Liste des tâches:
1/ Selon l'extrait sur les prestations complémentaires familiales, quel montant total le SPC a-t-il exigé en restitution par sa décision du 29 juin 2023 ?
2/ Prolongez l'extrait sur les prestations complémentaires familiales en reprenant après sa dernière phrase.

Extrait cité:

____

SERVICE DES PRESTATIONS COMPLÉMENTAIRES intimé

 



EN FAIT

A. a. A______, née en 1985, est la mère de B______, né le ______ 2014 de sa relation avec C______, lequel est bénéficiaire d’une rente de l’assurance-invalidité (ci-après : AI).

b. Après avoir vécu ensemble, A______ et C______ se sont séparés en septembre 2022 et ont convenu d’une garde partagée de B______.

B. a. Le 15 septembre 2022, A______ a transmis au service des prestations complémentaires (ci-après : SPC) un formulaire de demande de prestations complémentaires familiales (ci-après : PCFam). Elle y indiquait ne percevoir aucune pension alimentaire pour l’entretien de son fils étant donné la garde partagée convenue avec C______.

b. Le 18 octobre 2022, le SPC a mis A______ au bénéfice de PCFam et de prestations d’aide sociale avec effet au 1er septembre 2022.

c. Dans le cadre de l’examen périodique du dossier, le SPC a recalculé le droit aux prestations de A______ pour la période du 1er septembre 2022 au 30 juin 2023 et a, par décision du 29 juin 2023, ordonné la restitution des PCFam et des prestations d’aide sociale versées en trop, d’un montant total de CHF 6'524.-, dont CHF 4'812.- pour l’aide sociale.

Les plans de calcul indiquaient notamment pour les dépenses reconnues un montant de CHF 18'108.- pour 2022 et de CHF 18'480.- pour 2023 à titre de « besoins/forfait » d’aide sociale. Pour le revenu déterminant ils mentionnaient, sous « rentes, indemnités et pension », un montant de CHF 13'044.- pour l’année 2022 et de CHF 13'370.- pour l’année 2023 à titre d’« indemnités d’une assurance » tant pour les PCFam que pour l’aide sociale.

d. Le 4 juillet 2023, A______ a formé opposition contre cette décision, indiquant qu’elle ne percevait pas les rentes octroyées à son ex-compagnon, y compris celles pour son fils, de sorte qu’il n’y avait pas lieu de lui imputer ces montants à titre de revenu.

e. Par décision du 5 septembre 2023, le SPC a rejeté l’opposition de A______.

____

Données:
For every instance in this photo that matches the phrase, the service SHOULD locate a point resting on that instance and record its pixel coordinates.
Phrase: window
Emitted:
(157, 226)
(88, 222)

____

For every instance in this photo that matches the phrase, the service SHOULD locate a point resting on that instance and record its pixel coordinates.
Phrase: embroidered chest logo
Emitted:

____

Réponses par tâche:
1/ Le SPC a exigé la restitution de CHF 6'524.-, dont CHF 4'812.- pour l'aide sociale.

2/
B______ était au bénéfice d’une rente complémentaire de l’AI perçue par son père. Un calcul des prestations complémentaires à l’AI avait été établi pour B______ par décision du 14 mai 2020 dans le dossier de son père, dont il ressortait que ses dépenses étaient entièrement couvertes par ses ressources. Afin d’éviter une double prise en compte des besoins vitaux de B______ (une fois dans les calculs des prestations d’aide sociale et une fois dans ceux des prestations complémentaires à l’AI), il avait été tenu compte dans les calculs des prestations d’aide sociale, au chapitre du revenu déterminant, du montant relatif à la couverture des besoins vitaux en matière de prestations complémentaires cantonales à l’AI pour un enfant (CHF 13'370.- en 2023), ce qui était conforme à la législation en vigueur. L’argument en lien avec le refus du père de lui verser la rente complémentaire ne permettait pas une appréciation différente de la situation concernant la prise en compte des ressources de l’enfant dans le calcul des PCFam (sic).

f. Par décision du 5 septembre 2023 également, le SPC a rejeté l’opposition de A______ en matière de PCFam pour les mêmes motifs.

C. a. Par acte posté le 6 octobre 2023, enregistré sous cause n° A/3250/2023, A______ a interjeté recours auprès de la chambre des assurances sociales de la Cour de justice (ci-après : la chambre des assurances sociales) contre ces deux décisions, concluant à leur annulation, à ce qu’il soit dit qu’elle n’était pas débitrice des montants réclamés, à ce qu’il soit procédé à un nouveau calcul de sa situation, sans imputation des prestations complémentaires AI pour son fils, et à ce que les montants rétroactifs dus lui soient versés.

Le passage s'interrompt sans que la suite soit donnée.